=== Try it ===
The listing below must be copied exactly and in full.
■ ■ ■ ■ ■
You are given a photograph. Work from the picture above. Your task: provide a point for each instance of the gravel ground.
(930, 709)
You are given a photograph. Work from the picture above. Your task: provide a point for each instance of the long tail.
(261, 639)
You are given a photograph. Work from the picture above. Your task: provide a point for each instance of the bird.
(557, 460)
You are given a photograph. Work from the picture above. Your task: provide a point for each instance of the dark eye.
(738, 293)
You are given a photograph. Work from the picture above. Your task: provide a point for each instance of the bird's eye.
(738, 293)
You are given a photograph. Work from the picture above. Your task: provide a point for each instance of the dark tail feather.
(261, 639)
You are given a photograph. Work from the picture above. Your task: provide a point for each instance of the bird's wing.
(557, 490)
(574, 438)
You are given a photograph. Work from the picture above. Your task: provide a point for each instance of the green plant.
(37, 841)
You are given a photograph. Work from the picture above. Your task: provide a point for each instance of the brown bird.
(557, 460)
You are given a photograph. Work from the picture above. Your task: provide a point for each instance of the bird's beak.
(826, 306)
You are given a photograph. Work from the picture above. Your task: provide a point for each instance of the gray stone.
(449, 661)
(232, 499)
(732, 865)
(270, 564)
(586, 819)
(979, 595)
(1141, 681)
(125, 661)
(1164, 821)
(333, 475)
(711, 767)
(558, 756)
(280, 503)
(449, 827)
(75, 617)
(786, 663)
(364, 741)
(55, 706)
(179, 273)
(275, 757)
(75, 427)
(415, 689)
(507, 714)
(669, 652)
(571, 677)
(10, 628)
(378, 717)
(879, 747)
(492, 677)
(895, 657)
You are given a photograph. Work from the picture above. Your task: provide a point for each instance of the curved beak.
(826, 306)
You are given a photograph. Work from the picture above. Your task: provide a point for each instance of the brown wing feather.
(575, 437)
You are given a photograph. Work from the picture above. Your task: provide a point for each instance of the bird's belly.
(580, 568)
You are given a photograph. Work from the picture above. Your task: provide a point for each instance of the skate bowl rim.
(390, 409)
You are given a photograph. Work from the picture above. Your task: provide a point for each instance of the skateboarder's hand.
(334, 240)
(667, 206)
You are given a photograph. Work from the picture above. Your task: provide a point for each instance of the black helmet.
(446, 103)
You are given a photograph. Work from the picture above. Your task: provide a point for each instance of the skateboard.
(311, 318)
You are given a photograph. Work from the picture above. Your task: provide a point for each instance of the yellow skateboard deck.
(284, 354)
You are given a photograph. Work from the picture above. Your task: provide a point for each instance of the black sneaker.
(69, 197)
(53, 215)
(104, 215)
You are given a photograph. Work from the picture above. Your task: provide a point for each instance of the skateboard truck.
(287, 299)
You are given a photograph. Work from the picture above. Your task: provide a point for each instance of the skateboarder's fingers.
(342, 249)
■ ■ ■ ■ ■
=== Solution for this exercise ===
You are given a photograph. Work from the picture above. Your task: provide a point for each instance of the gravel ground.
(930, 709)
You are given a photograph. Work from the picture above. Your task: provide a point for each instance of the long tail.
(261, 639)
You are given a photograph. Work from the picture above. Your task: provide a point for each instance of the bird.
(557, 460)
You are given a photograph. Work from the picture above. Your task: provide a point for each instance of the dark eye.
(738, 293)
You are given a photograph. Work from the picture above. Your task: provide a point for each instance of the bird's eye.
(738, 293)
You are given a photograph. Work from the picture above. Your task: provide a point for each instance of the dark tail feather.
(261, 639)
You are given a photograph. Work from the picture above. Your task: provide a point for each instance of the bird's wing.
(557, 490)
(574, 438)
You are given a photograph. Work from the picture above. Your task: provide a point for each instance of the green plant.
(37, 841)
You are given a photograph. Work from the picture above. Your task: provide a point for each instance of the brown bird.
(557, 460)
You are given a photograph. Work from the picture above. Your task: provide a point for each instance of the bird's beak.
(826, 306)
You are given a photograph. Work from the picture above. Your task: provide a point for each instance of the gray stone.
(449, 661)
(232, 499)
(732, 865)
(270, 564)
(586, 819)
(979, 595)
(1141, 681)
(125, 661)
(1164, 821)
(333, 475)
(711, 767)
(558, 756)
(280, 503)
(449, 827)
(75, 617)
(786, 663)
(364, 741)
(55, 706)
(179, 273)
(275, 757)
(75, 427)
(415, 689)
(507, 714)
(669, 652)
(571, 677)
(10, 628)
(378, 717)
(879, 747)
(492, 677)
(895, 657)
You are given a photograph. Work from the picture above. Your task: provide a point for each instance of the curved beak.
(826, 306)
You are given a photograph. Work from the picture above. Your task: provide a point for each instance of the brown wing feather.
(575, 437)
You are given a photograph. Work from the picture above. Your task: provide a point for each instance of the bird's belly.
(580, 568)
You are given a photograph. Work from the picture above. Your task: provide a point for each instance of the skate bowl rim.
(390, 409)
You are given a photograph. Work from the picture above. Your task: provide a point for each instance of the skateboarder's hand.
(334, 240)
(667, 206)
You are given a photograph. Work from the picture above. Your task: provide a point for each instance of the black helmet.
(446, 103)
You are given a photograph. Work from the picture above. Your task: provide a point for each instance of the skateboard.
(311, 318)
You are given a photograph. Work from the picture above. Your task: provide a point for each instance of the yellow skateboard deck.
(284, 354)
You are given a photograph. Work from the picture above. Your task: provide a point for each instance of the black sneaker.
(69, 197)
(53, 215)
(104, 215)
You are given a photograph. Work from the picture above. Your task: provide a point for each instance of the skateboard truck.
(287, 299)
You are given a photograph. Work from the picture above. Your task: provide a point for each instance of the skateboarder's fingers.
(342, 249)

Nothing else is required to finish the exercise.